Task prompt:
Leaving out the pictures, retype all the material exactly.

======== Task inputs ========

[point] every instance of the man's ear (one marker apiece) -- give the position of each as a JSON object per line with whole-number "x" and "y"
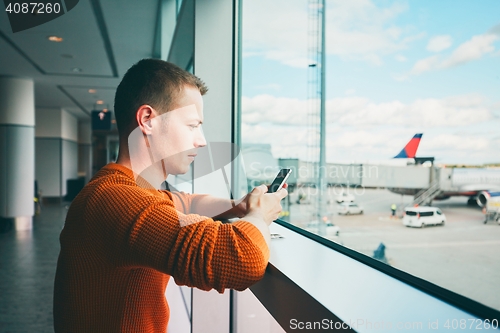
{"x": 144, "y": 115}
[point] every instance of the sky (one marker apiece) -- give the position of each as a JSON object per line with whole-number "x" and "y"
{"x": 393, "y": 69}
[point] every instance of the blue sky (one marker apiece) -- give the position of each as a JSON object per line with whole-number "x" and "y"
{"x": 394, "y": 68}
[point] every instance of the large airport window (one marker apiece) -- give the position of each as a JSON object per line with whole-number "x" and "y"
{"x": 411, "y": 174}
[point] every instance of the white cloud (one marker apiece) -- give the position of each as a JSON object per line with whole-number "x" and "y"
{"x": 425, "y": 65}
{"x": 473, "y": 49}
{"x": 356, "y": 29}
{"x": 456, "y": 129}
{"x": 358, "y": 111}
{"x": 457, "y": 142}
{"x": 439, "y": 43}
{"x": 400, "y": 58}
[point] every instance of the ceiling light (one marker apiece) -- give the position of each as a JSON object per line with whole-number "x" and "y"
{"x": 56, "y": 39}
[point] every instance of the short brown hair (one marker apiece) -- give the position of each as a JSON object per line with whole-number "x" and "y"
{"x": 153, "y": 82}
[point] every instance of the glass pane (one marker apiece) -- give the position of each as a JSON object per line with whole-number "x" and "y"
{"x": 412, "y": 116}
{"x": 251, "y": 316}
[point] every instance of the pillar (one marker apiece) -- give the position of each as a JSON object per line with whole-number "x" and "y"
{"x": 17, "y": 151}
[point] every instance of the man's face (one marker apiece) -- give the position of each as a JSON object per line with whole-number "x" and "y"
{"x": 177, "y": 134}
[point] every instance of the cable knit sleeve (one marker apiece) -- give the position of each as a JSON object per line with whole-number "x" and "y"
{"x": 146, "y": 230}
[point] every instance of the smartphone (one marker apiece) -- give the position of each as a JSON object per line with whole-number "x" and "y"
{"x": 279, "y": 181}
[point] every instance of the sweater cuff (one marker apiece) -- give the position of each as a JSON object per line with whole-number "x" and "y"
{"x": 255, "y": 235}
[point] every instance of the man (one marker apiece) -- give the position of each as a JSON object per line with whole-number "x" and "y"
{"x": 123, "y": 238}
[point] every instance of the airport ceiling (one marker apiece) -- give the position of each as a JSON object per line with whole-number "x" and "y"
{"x": 101, "y": 40}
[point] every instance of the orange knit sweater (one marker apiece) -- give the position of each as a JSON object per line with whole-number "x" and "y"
{"x": 121, "y": 243}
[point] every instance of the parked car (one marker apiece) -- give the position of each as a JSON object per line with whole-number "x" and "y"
{"x": 331, "y": 229}
{"x": 423, "y": 216}
{"x": 348, "y": 208}
{"x": 345, "y": 197}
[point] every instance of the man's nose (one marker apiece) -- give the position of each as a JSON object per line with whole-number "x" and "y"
{"x": 200, "y": 139}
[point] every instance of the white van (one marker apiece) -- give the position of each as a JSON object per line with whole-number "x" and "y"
{"x": 423, "y": 216}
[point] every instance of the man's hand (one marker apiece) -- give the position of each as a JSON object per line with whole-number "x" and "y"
{"x": 263, "y": 205}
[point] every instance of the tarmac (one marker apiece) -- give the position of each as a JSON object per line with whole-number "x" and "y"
{"x": 461, "y": 256}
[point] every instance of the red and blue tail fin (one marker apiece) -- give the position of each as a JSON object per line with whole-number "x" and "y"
{"x": 410, "y": 150}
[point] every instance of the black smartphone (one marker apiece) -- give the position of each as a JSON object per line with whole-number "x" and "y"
{"x": 279, "y": 181}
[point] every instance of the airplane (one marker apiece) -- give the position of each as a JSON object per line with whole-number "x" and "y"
{"x": 479, "y": 184}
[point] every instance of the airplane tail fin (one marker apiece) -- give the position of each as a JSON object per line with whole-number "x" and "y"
{"x": 410, "y": 150}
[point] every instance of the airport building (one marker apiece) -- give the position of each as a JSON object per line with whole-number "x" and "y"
{"x": 57, "y": 129}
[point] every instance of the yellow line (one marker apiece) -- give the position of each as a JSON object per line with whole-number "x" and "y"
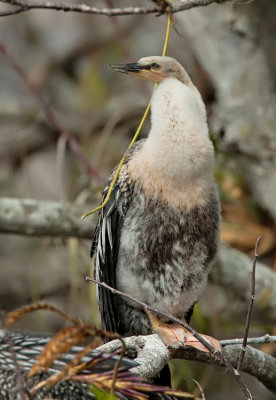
{"x": 136, "y": 133}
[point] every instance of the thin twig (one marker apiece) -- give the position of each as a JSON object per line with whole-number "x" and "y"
{"x": 117, "y": 365}
{"x": 74, "y": 145}
{"x": 109, "y": 12}
{"x": 257, "y": 340}
{"x": 206, "y": 344}
{"x": 250, "y": 306}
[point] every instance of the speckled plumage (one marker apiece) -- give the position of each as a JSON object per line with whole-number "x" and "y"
{"x": 25, "y": 349}
{"x": 159, "y": 231}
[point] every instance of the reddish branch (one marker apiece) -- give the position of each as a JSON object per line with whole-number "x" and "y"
{"x": 250, "y": 306}
{"x": 73, "y": 144}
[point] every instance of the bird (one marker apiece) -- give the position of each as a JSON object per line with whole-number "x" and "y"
{"x": 158, "y": 233}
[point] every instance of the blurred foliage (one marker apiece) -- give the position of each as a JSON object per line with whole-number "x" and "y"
{"x": 66, "y": 58}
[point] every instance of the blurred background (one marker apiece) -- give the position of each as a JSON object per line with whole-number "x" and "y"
{"x": 229, "y": 51}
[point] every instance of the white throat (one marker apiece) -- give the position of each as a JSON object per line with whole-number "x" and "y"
{"x": 178, "y": 147}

========

Written response:
[point] every instance of the man's ear (one marker apiece) -- give the position of each as a JSON object per line with whole-number "x" and "y"
{"x": 144, "y": 115}
[point] every instance of the sky (one marker apiece) -- give the position of each as a JSON object per line with whole-number "x" and "y"
{"x": 393, "y": 69}
[point] every instance of the blue sky (one marker apiece) -- give the position of each as a JSON object per line with whole-number "x" and "y"
{"x": 394, "y": 68}
[point] every instance of the large airport window (one marker apiece) -- give the position of each as a JSON object per line with whole-number "x" and "y"
{"x": 411, "y": 174}
[point] every instance of the white cloud (one marker apiece) -- give the position of each as a JSON object per line with whole-number "x" and "y"
{"x": 425, "y": 65}
{"x": 473, "y": 49}
{"x": 356, "y": 29}
{"x": 456, "y": 129}
{"x": 358, "y": 111}
{"x": 457, "y": 142}
{"x": 439, "y": 43}
{"x": 400, "y": 58}
[point] every instance of the ceiling light (one marker apiece) -- give the position of each as a JSON object per line with whole-number "x" and "y"
{"x": 56, "y": 39}
[point] every instance of the short brown hair (one marker apiece) -- give the position of each as a JSON object per line with whole-number "x" and "y"
{"x": 153, "y": 82}
[point] every instance of the glass pane (one marker apiece) -- give the position of each as a JSON object per line with whole-number "x" and "y"
{"x": 412, "y": 116}
{"x": 251, "y": 316}
[point] every instance of the pillar (one marker apiece) -- give the position of each as a JSON object per line with whole-number "x" and "y"
{"x": 17, "y": 151}
[point] every instance of the man's face (one marker apiece) -- give the position of each as a JSON object per line with whole-number "x" and "y"
{"x": 177, "y": 134}
[point] every instance of the cable knit sleeve (one marker apiece) -- give the position of each as a JSON object per line with whole-number "x" and "y"
{"x": 146, "y": 230}
[point] every instance of the smartphone (one marker apiece) -- give the position of each as a JSON object per line with whole-number "x" and "y"
{"x": 279, "y": 181}
[point] every instance of the sweater cuff (one marker apiece) -- give the position of each as a JSON object per line with whole-number "x" and "y"
{"x": 255, "y": 235}
[point] every instance of the man (one marker apiece) -- give the position of each as a JSON object per line with whole-number "x" and "y"
{"x": 123, "y": 238}
[point] every instance of the airport ceiling (one marker apiece) -- give the position of each as a JSON object per line with whole-number "x" and "y"
{"x": 101, "y": 40}
[point] every instance of the orange knit sweater (one marker apiece) -- give the position of each as a JSON object per line with whole-number "x" and "y"
{"x": 121, "y": 243}
[point] every instance of the parked car (one marker apiece) -- give the position of each as a JSON object per line with whole-number "x" and "y"
{"x": 331, "y": 229}
{"x": 423, "y": 216}
{"x": 348, "y": 208}
{"x": 345, "y": 197}
[point] every instance of the man's nose (one marker apiece) -- give the position of each as a JSON object per line with whole-number "x" and "y"
{"x": 200, "y": 139}
[point] every instance of the white van (one marker apiece) -- give the position of each as a JSON object per line with whole-number "x" and "y"
{"x": 423, "y": 216}
[point] every instance of the man's hand (one marker apiece) -- give the position of each as a JSON object per line with whole-number "x" and "y"
{"x": 263, "y": 205}
[point] every instance of the tarmac (one marker apiece) -- give the position of each as a JSON object per line with whole-number "x" and "y"
{"x": 461, "y": 256}
[point] every instance of the red and blue tail fin (one marker apiece) -- give the position of each as a JSON object per line with whole-number "x" and "y"
{"x": 410, "y": 150}
[point] every instance of the black smartphone (one marker apiece) -- give the position of each as a JSON object per line with whole-number "x" and "y"
{"x": 279, "y": 181}
[point] every instance of the airplane (one marker apiece) -- give the position of each as a JSON object per line with whole-number "x" and "y"
{"x": 479, "y": 184}
[point] every instance of the airplane tail fin (one marker apiece) -- give the position of each as a JSON object per line with whole-number "x" and "y"
{"x": 410, "y": 150}
[point] every instance of the airport building (one marker apiece) -- give the position of each as a JSON object per line with whole-number "x" and "y"
{"x": 57, "y": 129}
[point] every instance of the yellow line (one marker apiece) -- give the position of each as a JSON object per line with whole-number "x" and "y"
{"x": 136, "y": 133}
[point] every instance of the thin twig (one marker apiece) -- give the position of each as a JSON object per line with whole-number "x" and "y"
{"x": 117, "y": 365}
{"x": 74, "y": 145}
{"x": 109, "y": 12}
{"x": 257, "y": 340}
{"x": 206, "y": 344}
{"x": 250, "y": 306}
[point] every instance of the speckled plumage (one marker apiece) -- give the position of each as a JSON object per line with whole-number "x" and "y"
{"x": 25, "y": 349}
{"x": 159, "y": 231}
[point] every instance of the reddish branch (one marker apiece) -- give the position of each as a JSON object per line with whole-number "x" and "y"
{"x": 250, "y": 306}
{"x": 73, "y": 144}
[point] every instance of the bird (one marker apiece) -- give the position of each as a JSON object per line with whole-number "x" and "y"
{"x": 158, "y": 233}
[point] every instance of the blurred foliage (one marker apiece) -- give the position of each as a JSON object per line with whole-number "x" and "y"
{"x": 66, "y": 58}
[point] every instance of the blurred background (one marker apiece) -- give the position of each as a JSON object per line with whole-number "x" and "y"
{"x": 229, "y": 51}
[point] every instance of the white throat (one marker apiece) -- give the position of each as a JSON object per line with whole-number "x" and "y"
{"x": 178, "y": 147}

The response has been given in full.